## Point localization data
--- START ---
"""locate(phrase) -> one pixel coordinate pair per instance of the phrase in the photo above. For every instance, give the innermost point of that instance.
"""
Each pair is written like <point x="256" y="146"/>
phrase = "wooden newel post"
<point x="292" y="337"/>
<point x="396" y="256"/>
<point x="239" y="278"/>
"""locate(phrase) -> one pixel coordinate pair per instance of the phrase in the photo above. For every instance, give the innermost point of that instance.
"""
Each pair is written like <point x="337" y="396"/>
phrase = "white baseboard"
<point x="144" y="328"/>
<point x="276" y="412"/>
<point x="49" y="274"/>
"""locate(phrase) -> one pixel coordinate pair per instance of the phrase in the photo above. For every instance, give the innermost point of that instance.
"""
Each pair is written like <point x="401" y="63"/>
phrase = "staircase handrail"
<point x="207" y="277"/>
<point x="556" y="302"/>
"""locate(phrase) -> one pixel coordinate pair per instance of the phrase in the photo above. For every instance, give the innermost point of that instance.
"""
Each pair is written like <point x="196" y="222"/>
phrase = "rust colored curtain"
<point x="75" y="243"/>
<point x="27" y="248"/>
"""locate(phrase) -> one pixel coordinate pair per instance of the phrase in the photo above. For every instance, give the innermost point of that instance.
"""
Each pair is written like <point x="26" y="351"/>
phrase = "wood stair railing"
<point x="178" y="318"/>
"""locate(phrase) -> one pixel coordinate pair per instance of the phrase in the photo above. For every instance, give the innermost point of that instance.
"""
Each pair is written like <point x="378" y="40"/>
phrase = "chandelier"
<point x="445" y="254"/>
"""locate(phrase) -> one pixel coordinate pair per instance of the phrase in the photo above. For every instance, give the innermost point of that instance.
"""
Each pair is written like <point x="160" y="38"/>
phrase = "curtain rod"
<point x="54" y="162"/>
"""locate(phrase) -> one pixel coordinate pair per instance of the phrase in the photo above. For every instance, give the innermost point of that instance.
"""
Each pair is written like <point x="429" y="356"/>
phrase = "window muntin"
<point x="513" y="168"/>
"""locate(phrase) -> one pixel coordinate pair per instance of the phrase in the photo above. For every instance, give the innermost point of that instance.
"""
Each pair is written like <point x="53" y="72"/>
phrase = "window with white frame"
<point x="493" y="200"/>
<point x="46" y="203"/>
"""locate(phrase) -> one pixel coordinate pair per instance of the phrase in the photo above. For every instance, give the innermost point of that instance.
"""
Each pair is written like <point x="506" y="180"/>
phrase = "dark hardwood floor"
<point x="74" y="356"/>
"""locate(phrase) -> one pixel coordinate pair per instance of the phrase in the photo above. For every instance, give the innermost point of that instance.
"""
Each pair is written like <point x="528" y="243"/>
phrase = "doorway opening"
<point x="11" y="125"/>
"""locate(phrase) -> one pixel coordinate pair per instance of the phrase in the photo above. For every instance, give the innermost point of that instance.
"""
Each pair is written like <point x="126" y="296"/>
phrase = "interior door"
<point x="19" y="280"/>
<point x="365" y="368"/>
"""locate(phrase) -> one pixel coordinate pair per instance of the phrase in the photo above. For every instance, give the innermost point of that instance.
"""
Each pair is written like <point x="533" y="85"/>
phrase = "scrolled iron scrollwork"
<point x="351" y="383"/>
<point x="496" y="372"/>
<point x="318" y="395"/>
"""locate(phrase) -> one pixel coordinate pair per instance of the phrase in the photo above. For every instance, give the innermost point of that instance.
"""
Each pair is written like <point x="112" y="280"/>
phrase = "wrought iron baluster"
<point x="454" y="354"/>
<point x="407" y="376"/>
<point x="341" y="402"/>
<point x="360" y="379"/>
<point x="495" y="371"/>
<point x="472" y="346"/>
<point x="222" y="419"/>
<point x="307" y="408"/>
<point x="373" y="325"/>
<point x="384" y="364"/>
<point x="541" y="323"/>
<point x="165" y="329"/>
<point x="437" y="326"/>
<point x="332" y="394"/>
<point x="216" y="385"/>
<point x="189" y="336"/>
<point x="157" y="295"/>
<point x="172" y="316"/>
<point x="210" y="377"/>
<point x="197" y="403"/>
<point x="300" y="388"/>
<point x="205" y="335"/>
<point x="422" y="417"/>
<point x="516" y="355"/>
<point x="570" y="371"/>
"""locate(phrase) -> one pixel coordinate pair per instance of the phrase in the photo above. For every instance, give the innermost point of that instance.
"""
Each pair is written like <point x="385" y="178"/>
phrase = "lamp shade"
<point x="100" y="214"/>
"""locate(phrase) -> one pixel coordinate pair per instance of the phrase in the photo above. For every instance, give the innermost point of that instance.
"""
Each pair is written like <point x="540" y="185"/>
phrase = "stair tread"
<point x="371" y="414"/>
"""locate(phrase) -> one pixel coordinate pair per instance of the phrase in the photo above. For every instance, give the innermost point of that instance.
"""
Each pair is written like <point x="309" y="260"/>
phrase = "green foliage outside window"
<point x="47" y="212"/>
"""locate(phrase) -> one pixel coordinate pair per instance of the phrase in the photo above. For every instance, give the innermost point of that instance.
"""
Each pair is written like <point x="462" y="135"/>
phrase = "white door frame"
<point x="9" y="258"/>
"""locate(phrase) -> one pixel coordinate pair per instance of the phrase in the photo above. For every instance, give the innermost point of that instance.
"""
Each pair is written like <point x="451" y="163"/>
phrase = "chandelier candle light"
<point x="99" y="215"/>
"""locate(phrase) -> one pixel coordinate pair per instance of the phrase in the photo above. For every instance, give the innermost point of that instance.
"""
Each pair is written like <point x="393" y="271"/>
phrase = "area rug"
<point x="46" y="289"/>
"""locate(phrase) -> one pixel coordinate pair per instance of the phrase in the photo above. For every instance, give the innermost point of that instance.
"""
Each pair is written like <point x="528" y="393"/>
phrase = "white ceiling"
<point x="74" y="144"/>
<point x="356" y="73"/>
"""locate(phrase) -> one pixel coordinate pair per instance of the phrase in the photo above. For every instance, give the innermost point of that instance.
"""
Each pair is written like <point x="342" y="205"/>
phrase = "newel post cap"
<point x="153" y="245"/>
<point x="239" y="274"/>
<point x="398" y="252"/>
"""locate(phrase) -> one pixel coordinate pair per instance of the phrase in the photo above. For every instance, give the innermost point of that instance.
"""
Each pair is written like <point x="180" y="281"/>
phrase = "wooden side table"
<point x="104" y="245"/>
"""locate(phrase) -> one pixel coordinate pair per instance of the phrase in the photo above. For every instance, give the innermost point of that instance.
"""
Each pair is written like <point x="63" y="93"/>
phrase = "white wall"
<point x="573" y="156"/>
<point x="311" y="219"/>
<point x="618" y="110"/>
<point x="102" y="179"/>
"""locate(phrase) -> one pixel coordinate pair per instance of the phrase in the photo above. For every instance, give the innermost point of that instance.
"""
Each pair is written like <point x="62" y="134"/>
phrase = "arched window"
--- END ---
## WHAT YOU NEED TO DO
Repeat each record verbatim.

## RESULT OF THIS TASK
"""locate(phrase) -> one pixel coordinate pair per instance of the phrase in the photo above. For every instance, give the innermost point of that instance.
"""
Each pair is written like <point x="256" y="146"/>
phrase = "wooden newel post"
<point x="292" y="337"/>
<point x="396" y="256"/>
<point x="239" y="278"/>
"""locate(phrase) -> one pixel coordinate pair per instance of the phrase in the photo above. For every instance, give the innermost point of that instance.
"""
Each pair is written like <point x="337" y="396"/>
phrase = "white baseboard"
<point x="144" y="328"/>
<point x="276" y="412"/>
<point x="49" y="274"/>
"""locate(phrase) -> one pixel coordinate pair per instance of the phrase in the photo above. For every instance, give the innermost point of that instance.
"""
Each pair is written like <point x="401" y="63"/>
phrase = "staircase handrail"
<point x="207" y="277"/>
<point x="556" y="302"/>
"""locate(phrase) -> one pixel coordinate pair per instance of the phrase in the photo above. For every instance, give the innermost point of that instance.
"""
Each pair is written like <point x="196" y="222"/>
phrase = "rust colored curtain"
<point x="75" y="243"/>
<point x="27" y="248"/>
"""locate(phrase) -> one pixel coordinate pair per instance of the phrase in the photo above. For every instance, give the innermost point of that instance.
"""
Each pair is written like <point x="26" y="351"/>
phrase = "wood stair railing"
<point x="178" y="318"/>
"""locate(phrase) -> one pixel coordinate pair per instance of the phrase in the photo above. For every instance, give the innermost point of that instance.
"""
Each pair is written like <point x="378" y="40"/>
phrase = "chandelier"
<point x="445" y="254"/>
"""locate(phrase) -> one pixel coordinate pair per instance of the phrase in the photo above. For every instance, give the innermost point of that instance.
"""
Each pair is written like <point x="160" y="38"/>
phrase = "curtain rod"
<point x="54" y="162"/>
"""locate(phrase) -> one pixel coordinate pair per instance of the phrase in the photo above. For every instance, give the innermost point of that instance.
"""
Each pair is written like <point x="429" y="356"/>
phrase = "window muntin"
<point x="513" y="168"/>
"""locate(phrase) -> one pixel coordinate pair per instance of the phrase in the photo above. For every instance, give the innermost point of that instance.
"""
Each pair is written like <point x="53" y="72"/>
phrase = "window with white frame"
<point x="493" y="200"/>
<point x="46" y="203"/>
"""locate(phrase) -> one pixel coordinate pair per instance of the phrase in the photo above. For every instance, give the innermost point of that instance.
"""
Each pair is written like <point x="506" y="180"/>
phrase = "dark hardwood floor"
<point x="74" y="356"/>
"""locate(phrase) -> one pixel coordinate pair per instance of the phrase in the photo above. For every instance, give the innermost point of that instance.
"""
Each pair is written like <point x="528" y="243"/>
phrase = "doorway opening"
<point x="11" y="125"/>
"""locate(phrase) -> one pixel coordinate pair per instance of the phrase in the photo above. For every instance, give the innermost point of that instance.
"""
Each pair is written like <point x="126" y="296"/>
phrase = "interior door"
<point x="19" y="280"/>
<point x="365" y="368"/>
"""locate(phrase) -> one pixel coordinate pair per instance of the phrase in the photo above. For every instance, give the innermost point of that instance.
"""
Each pair is written like <point x="533" y="85"/>
phrase = "scrolled iron scrollwork"
<point x="351" y="383"/>
<point x="496" y="372"/>
<point x="318" y="395"/>
"""locate(phrase) -> one pixel coordinate pair per instance of the phrase in the photo above. For every instance, give the innermost point of that instance.
"""
Each pair is written like <point x="112" y="280"/>
phrase = "wrought iron baluster"
<point x="454" y="354"/>
<point x="407" y="376"/>
<point x="341" y="402"/>
<point x="360" y="379"/>
<point x="495" y="371"/>
<point x="472" y="346"/>
<point x="222" y="419"/>
<point x="307" y="408"/>
<point x="373" y="325"/>
<point x="384" y="364"/>
<point x="541" y="323"/>
<point x="165" y="329"/>
<point x="437" y="326"/>
<point x="332" y="394"/>
<point x="216" y="385"/>
<point x="189" y="336"/>
<point x="157" y="295"/>
<point x="172" y="316"/>
<point x="210" y="377"/>
<point x="197" y="403"/>
<point x="300" y="388"/>
<point x="205" y="335"/>
<point x="422" y="417"/>
<point x="516" y="355"/>
<point x="570" y="371"/>
"""locate(phrase) -> one pixel coordinate pair per instance of the phrase in the photo above. For every instance, give the innermost point of that instance.
"""
Each pair is written like <point x="385" y="178"/>
phrase = "lamp shade"
<point x="100" y="214"/>
"""locate(phrase) -> one pixel coordinate pair per instance of the phrase in the photo above. For every instance, give the innermost point of that instance.
"""
Each pair is written like <point x="540" y="185"/>
phrase = "stair tread"
<point x="371" y="414"/>
"""locate(phrase) -> one pixel coordinate pair per instance of the phrase in the photo above. For every instance, give the innermost point of that instance.
"""
Each pair is written like <point x="309" y="260"/>
phrase = "green foliage outside window"
<point x="47" y="212"/>
"""locate(phrase) -> one pixel coordinate pair per instance of the phrase in the photo above. For every instance, give the innermost point of that instance.
"""
Each pair is written like <point x="462" y="135"/>
phrase = "white door frame"
<point x="9" y="258"/>
"""locate(phrase) -> one pixel coordinate pair per instance of the phrase in the photo above. For every instance, give the innermost point of that instance.
"""
Each pair is written like <point x="451" y="163"/>
phrase = "chandelier candle light"
<point x="99" y="215"/>
"""locate(phrase) -> one pixel coordinate pair per instance of the phrase in the photo above. For every instance, give the innermost point of that instance.
"""
Each pair is written like <point x="393" y="271"/>
phrase = "area rug"
<point x="46" y="289"/>
"""locate(phrase) -> one pixel coordinate pair per instance of the phrase in the photo above. For every instance, give the innermost point of that instance.
"""
Each pair is written like <point x="528" y="393"/>
phrase = "white ceiling"
<point x="74" y="144"/>
<point x="356" y="73"/>
"""locate(phrase) -> one pixel coordinate pair per instance of the phrase in the photo above. For every instance, give the innermost point of that instance.
"""
Each pair is written like <point x="342" y="205"/>
phrase = "newel post cap"
<point x="153" y="245"/>
<point x="239" y="274"/>
<point x="398" y="252"/>
"""locate(phrase) -> one pixel coordinate pair per instance of the phrase in the photo above. For every instance, give the innermost point of that instance.
"""
Each pair is written like <point x="180" y="281"/>
phrase = "wooden side table"
<point x="104" y="245"/>
"""locate(phrase) -> one pixel coordinate pair per instance of the phrase in the photo above. For every instance, give the innermost point of that instance.
"""
Each pair is written like <point x="63" y="93"/>
phrase = "white wall"
<point x="573" y="156"/>
<point x="311" y="219"/>
<point x="618" y="110"/>
<point x="102" y="179"/>
"""locate(phrase) -> one pixel coordinate pair per instance of the phrase in the photo above. For every instance, give the innermost point of that instance.
"""
Each pair is written like <point x="62" y="134"/>
phrase = "arched window"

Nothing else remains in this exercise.